# Work to complete:
Take the lines from the one that contains "TARGET: blue corrugated metal roof" through the end of the rows below, and write them out again with "thickest" swapped for "widest". Leave everything else the same.

# Data for the task:
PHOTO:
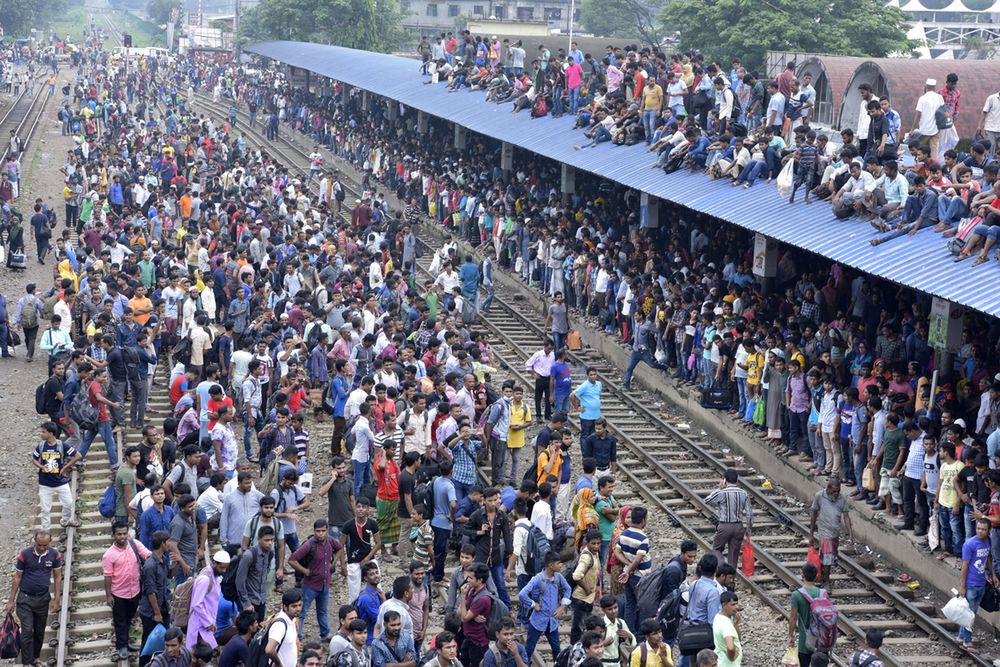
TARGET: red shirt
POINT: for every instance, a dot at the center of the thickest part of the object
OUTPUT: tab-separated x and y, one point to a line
93	392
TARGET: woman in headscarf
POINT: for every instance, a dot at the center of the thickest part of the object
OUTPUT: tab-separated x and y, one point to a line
584	514
615	564
66	272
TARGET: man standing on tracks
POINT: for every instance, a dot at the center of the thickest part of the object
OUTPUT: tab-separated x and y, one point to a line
587	397
829	510
34	570
735	517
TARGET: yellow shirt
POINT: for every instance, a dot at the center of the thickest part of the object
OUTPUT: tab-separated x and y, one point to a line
520	416
949	473
653	658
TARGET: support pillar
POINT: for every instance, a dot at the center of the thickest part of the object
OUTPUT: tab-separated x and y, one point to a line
567	182
507	157
944	334
649	211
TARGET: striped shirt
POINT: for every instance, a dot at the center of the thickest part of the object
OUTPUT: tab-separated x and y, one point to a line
633	543
733	505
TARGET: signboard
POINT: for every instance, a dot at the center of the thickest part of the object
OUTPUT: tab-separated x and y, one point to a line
765	256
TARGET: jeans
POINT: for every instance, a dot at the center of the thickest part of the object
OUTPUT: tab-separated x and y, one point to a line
798	427
104	428
552	635
322	598
649	124
362	476
633	361
441	536
974	595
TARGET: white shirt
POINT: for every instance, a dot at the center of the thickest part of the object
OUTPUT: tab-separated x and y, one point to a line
992	111
541	516
284	634
927	106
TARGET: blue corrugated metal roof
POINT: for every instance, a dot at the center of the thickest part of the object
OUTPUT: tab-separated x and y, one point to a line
921	262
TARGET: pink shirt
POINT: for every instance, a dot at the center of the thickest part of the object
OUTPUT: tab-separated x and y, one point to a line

# Exercise answer:
TARGET: blue corrugated metal roof
POINT: for every instance, a dot at the center of the widest part of the object
OUTPUT: tab-separated x and y, one point to a line
921	262
TARGET: pink shirt
POINT: for every instance, a dot at the center of the widest part of the object
OUTPUT: tab-separated x and y, one point to a line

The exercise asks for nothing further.